## ACTIVITY:
Give again, unaltered, the lines of the listing below that run from the line having "Task: locate the decorative pillow, dropping" through the line having "Task: locate the flat".

DATA TO EXAMINE Start Marker

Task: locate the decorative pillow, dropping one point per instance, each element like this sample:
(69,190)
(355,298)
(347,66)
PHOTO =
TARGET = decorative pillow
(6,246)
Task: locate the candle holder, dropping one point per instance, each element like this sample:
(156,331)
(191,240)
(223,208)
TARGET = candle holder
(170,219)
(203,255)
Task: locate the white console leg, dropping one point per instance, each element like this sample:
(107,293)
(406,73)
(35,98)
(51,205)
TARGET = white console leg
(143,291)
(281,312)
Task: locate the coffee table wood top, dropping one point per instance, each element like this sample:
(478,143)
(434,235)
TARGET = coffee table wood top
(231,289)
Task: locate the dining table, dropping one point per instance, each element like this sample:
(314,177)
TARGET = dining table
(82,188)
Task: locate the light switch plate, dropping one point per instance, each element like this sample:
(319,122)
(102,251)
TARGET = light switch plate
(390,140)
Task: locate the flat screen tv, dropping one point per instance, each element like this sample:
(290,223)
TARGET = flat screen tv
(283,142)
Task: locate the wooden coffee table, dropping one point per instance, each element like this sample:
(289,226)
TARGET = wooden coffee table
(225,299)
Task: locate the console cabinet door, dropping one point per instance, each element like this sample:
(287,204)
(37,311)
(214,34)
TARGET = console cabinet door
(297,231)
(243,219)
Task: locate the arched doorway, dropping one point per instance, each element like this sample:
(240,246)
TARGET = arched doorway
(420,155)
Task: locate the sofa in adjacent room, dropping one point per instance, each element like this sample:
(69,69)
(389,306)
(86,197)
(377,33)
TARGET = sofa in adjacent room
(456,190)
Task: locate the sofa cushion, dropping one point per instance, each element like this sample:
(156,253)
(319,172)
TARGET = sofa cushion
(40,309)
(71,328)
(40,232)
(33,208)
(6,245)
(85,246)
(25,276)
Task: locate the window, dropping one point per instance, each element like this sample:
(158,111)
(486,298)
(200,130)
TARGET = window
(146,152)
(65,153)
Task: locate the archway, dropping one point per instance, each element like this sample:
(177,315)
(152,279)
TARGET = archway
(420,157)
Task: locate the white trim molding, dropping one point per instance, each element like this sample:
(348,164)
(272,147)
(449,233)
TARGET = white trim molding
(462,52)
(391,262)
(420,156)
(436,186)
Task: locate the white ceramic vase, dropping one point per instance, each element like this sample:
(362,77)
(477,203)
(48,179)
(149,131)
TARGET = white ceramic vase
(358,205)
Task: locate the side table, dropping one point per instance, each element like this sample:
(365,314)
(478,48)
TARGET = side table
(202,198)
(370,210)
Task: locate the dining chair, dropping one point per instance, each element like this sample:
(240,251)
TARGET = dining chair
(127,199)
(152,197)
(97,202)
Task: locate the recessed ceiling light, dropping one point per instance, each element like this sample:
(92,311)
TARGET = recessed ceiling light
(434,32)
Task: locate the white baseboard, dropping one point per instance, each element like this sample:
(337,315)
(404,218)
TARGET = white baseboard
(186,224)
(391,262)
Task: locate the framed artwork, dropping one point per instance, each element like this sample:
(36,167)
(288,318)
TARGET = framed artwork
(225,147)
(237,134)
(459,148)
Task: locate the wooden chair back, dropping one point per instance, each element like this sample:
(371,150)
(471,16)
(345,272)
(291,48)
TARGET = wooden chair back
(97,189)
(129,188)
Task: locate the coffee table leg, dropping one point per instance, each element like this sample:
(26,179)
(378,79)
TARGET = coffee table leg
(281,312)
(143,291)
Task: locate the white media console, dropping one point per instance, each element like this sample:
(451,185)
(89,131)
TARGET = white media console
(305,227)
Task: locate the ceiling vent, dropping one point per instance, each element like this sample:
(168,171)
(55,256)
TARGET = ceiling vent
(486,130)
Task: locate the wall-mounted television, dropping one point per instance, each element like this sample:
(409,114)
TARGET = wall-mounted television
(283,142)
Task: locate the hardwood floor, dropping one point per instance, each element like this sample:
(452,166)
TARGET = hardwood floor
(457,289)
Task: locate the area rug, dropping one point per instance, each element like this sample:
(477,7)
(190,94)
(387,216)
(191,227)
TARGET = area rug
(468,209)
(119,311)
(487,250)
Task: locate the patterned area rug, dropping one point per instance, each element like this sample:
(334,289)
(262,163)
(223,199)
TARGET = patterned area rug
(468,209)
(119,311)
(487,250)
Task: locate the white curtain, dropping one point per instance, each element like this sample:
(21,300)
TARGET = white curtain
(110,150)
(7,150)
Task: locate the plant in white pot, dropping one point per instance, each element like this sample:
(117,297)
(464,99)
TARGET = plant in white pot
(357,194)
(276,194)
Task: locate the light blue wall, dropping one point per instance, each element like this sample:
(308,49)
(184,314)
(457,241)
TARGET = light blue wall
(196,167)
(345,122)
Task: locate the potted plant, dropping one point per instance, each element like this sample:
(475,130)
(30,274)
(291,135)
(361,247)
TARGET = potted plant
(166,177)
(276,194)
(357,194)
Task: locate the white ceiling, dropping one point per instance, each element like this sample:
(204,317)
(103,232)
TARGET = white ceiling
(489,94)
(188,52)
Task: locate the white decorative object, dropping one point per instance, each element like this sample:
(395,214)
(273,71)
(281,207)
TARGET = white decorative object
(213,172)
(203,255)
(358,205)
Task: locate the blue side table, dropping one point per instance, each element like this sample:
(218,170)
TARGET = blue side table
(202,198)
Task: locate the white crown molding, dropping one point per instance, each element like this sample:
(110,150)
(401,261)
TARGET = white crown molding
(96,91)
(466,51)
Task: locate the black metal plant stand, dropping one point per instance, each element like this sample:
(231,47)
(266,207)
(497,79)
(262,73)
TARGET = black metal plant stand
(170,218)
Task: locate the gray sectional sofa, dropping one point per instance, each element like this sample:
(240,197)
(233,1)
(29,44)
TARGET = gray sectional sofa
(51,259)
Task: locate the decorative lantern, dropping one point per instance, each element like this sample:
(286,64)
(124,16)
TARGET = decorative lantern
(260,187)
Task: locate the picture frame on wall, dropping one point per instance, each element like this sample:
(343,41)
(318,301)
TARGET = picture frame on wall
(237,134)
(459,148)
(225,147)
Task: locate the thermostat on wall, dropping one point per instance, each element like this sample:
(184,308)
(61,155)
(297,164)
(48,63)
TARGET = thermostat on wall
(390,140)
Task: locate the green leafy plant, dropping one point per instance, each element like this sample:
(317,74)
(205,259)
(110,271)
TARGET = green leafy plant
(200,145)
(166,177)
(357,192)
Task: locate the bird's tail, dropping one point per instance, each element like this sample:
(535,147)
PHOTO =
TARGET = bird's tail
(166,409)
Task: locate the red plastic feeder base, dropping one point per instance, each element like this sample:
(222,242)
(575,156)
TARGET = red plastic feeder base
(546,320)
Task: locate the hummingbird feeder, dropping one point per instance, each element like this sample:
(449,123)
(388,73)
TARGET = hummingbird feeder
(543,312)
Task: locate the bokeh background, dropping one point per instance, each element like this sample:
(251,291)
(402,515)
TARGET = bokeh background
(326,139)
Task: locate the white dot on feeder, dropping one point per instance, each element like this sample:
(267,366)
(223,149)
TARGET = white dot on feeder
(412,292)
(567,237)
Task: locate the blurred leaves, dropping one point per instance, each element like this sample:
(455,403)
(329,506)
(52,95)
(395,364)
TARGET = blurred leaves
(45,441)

DATA TO EXAMINE End Marker
DATA TO EXAMINE Start Marker

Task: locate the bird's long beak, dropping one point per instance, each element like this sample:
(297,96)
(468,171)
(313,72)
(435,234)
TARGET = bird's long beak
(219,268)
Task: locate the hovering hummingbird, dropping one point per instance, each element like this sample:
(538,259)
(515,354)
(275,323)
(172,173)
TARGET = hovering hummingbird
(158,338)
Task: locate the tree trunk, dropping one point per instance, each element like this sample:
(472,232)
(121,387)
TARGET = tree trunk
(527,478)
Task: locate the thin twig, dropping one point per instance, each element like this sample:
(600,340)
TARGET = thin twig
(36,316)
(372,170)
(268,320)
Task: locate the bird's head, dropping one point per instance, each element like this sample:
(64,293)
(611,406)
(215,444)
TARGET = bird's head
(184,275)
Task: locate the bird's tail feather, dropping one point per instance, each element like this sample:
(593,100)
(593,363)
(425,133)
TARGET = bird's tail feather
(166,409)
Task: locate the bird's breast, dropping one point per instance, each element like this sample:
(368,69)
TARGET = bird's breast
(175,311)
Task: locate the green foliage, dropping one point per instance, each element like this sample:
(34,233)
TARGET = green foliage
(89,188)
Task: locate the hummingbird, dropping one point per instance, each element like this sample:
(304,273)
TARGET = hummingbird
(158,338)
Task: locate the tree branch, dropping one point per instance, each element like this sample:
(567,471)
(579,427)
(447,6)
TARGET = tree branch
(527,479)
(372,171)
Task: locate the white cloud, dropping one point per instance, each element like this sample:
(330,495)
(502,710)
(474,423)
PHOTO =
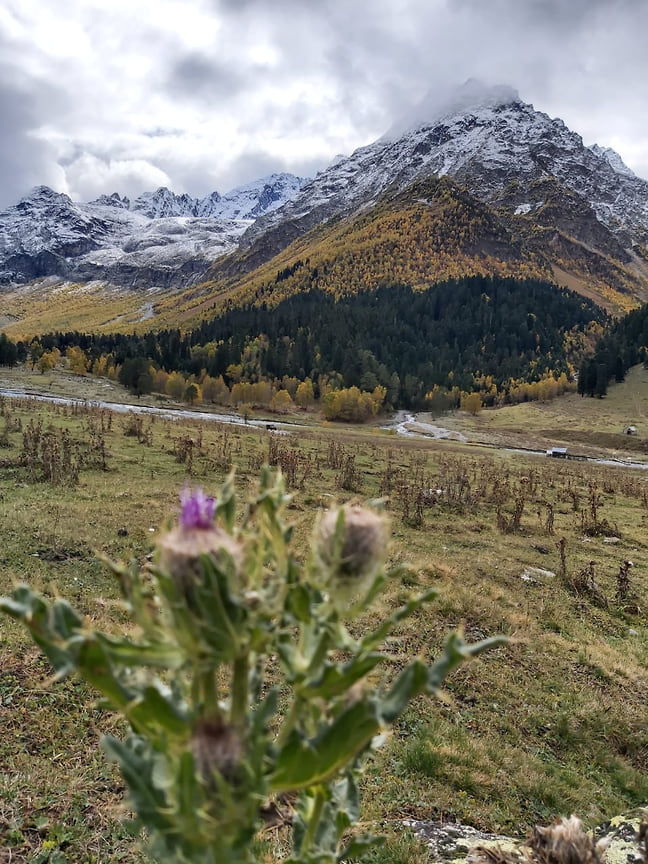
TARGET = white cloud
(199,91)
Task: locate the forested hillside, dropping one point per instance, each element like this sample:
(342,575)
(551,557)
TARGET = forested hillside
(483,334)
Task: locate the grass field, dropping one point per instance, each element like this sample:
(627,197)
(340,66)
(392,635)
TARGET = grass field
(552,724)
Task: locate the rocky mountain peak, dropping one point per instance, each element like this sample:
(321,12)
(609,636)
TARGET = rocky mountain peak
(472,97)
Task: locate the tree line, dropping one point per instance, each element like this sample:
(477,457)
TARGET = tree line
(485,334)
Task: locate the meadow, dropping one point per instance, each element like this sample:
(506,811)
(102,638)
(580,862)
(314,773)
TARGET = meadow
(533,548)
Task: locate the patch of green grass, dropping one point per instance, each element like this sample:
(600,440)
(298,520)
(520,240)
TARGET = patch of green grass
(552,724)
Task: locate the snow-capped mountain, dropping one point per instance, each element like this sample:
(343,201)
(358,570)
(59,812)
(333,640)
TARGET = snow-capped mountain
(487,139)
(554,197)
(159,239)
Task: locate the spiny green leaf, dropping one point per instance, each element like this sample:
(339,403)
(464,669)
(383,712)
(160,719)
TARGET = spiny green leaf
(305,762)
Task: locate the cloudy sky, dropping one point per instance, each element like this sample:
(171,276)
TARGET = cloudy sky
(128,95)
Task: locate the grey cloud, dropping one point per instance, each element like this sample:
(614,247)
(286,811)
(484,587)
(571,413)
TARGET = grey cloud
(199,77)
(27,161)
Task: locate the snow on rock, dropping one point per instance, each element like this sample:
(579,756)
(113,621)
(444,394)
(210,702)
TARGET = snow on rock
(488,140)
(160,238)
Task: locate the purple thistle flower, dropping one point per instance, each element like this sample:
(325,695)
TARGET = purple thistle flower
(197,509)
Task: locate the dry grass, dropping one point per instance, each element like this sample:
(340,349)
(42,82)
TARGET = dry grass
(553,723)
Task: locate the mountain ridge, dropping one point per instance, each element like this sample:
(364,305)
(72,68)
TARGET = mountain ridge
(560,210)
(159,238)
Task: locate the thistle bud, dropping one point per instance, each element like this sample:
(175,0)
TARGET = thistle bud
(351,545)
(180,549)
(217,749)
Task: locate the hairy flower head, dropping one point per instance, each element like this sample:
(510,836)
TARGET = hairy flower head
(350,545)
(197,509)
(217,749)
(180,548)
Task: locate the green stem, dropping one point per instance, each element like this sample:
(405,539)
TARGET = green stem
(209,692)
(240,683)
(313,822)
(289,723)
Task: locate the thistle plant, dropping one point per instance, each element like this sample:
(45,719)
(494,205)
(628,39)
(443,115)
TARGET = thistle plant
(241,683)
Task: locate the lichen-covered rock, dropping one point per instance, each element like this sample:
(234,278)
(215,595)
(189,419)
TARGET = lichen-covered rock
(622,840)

DATA TO EXAMINE End Marker

## FINISHED EXERCISE:
Task: locate the decorative pillow, dropping one point per instance, each element like this sample:
(69,190)
(355,298)
(347,66)
PHOTO =
TARGET = decorative pillow
(6,246)
Task: locate the candle holder, dropping one point per instance, each element like this sample:
(156,331)
(191,240)
(223,208)
TARGET = candle holder
(170,219)
(203,255)
Task: locate the white console leg, dropping one point per instance, each element like this sample:
(107,293)
(406,73)
(35,98)
(51,205)
TARGET = white console leg
(143,291)
(281,312)
Task: locate the coffee table wood top, dropping one point per instance, each element like this sample:
(478,143)
(434,235)
TARGET = coffee table wood top
(231,289)
Task: locate the dining table, dropping one point per instance, each element like this sample:
(314,177)
TARGET = dining table
(82,188)
Task: locate the light switch plate, dropping one point per instance, each element like this sample:
(319,122)
(102,251)
TARGET = light switch plate
(390,140)
Task: locate the flat screen tv, dropping one point per instance, each element like this sample:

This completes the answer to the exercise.